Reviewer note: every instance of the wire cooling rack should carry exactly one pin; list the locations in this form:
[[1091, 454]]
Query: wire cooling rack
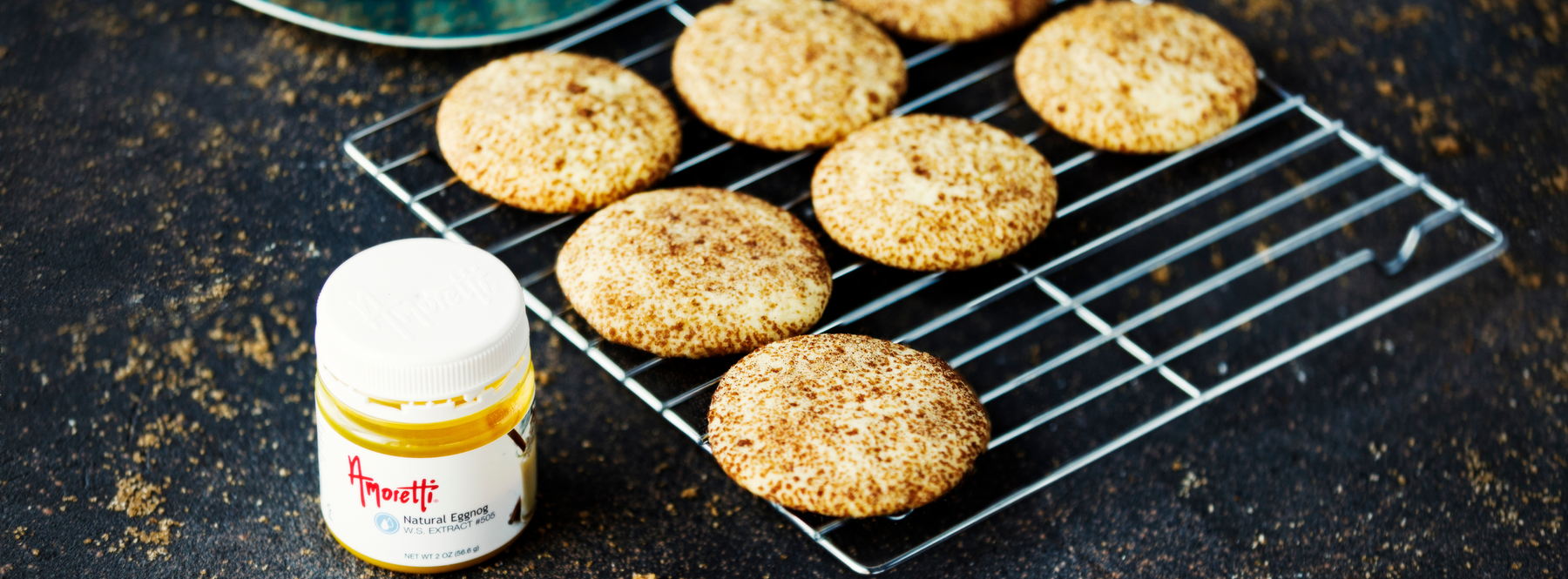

^^^^

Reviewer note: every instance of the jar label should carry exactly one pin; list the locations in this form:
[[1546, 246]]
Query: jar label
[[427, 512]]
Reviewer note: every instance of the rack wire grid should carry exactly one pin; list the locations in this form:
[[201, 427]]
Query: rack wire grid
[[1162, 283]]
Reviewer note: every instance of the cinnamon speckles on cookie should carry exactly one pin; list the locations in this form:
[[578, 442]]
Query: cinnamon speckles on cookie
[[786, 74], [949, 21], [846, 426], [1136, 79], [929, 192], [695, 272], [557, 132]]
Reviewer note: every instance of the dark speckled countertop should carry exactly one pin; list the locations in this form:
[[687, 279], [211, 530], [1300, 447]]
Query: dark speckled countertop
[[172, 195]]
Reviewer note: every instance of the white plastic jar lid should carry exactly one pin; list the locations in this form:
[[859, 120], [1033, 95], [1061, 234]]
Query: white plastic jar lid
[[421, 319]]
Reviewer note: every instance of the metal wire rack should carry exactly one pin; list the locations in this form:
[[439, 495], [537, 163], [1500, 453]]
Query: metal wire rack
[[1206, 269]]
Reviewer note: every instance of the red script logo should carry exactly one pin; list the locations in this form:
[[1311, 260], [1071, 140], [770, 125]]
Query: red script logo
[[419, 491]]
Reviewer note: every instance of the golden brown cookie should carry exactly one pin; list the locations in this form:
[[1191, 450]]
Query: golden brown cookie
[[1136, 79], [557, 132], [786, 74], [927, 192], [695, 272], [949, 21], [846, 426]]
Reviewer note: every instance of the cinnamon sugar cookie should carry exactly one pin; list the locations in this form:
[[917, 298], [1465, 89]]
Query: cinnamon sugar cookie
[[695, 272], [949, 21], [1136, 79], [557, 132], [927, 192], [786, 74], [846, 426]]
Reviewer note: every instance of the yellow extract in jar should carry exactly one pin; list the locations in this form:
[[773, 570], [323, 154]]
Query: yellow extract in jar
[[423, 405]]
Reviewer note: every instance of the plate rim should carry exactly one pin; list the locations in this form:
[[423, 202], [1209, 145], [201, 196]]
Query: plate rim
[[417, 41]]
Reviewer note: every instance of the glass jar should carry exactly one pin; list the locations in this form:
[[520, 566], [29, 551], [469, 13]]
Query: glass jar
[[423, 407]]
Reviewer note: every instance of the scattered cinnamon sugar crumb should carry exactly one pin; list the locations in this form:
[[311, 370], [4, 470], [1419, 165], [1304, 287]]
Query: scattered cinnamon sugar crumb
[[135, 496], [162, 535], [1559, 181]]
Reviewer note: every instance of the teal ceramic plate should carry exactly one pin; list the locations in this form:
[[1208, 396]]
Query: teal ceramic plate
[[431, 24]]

^^^^

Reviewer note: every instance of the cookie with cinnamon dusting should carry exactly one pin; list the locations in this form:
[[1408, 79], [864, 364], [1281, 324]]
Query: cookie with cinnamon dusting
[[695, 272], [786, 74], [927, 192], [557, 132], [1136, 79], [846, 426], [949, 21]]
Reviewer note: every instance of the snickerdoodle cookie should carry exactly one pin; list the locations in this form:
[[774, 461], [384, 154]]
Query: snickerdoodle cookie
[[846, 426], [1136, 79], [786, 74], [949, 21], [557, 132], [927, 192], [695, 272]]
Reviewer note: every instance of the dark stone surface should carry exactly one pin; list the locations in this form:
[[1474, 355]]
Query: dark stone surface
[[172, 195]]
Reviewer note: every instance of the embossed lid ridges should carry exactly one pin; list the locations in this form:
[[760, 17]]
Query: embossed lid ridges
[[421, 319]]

^^^^

What needs to be done:
Give the stretch of the material from the line containing "Reviewer note: every instance of the wire" through the line containing "Query: wire cooling rack" as a JSON list of strings, one string per line and no strings for blank lines. Include only those lines.

Completed exercise:
[
  "Reviewer note: every instance of the wire cooling rack should carry exactly one pin; list the locations in this form:",
  "[[1091, 454]]",
  "Query: wire cooling rack"
]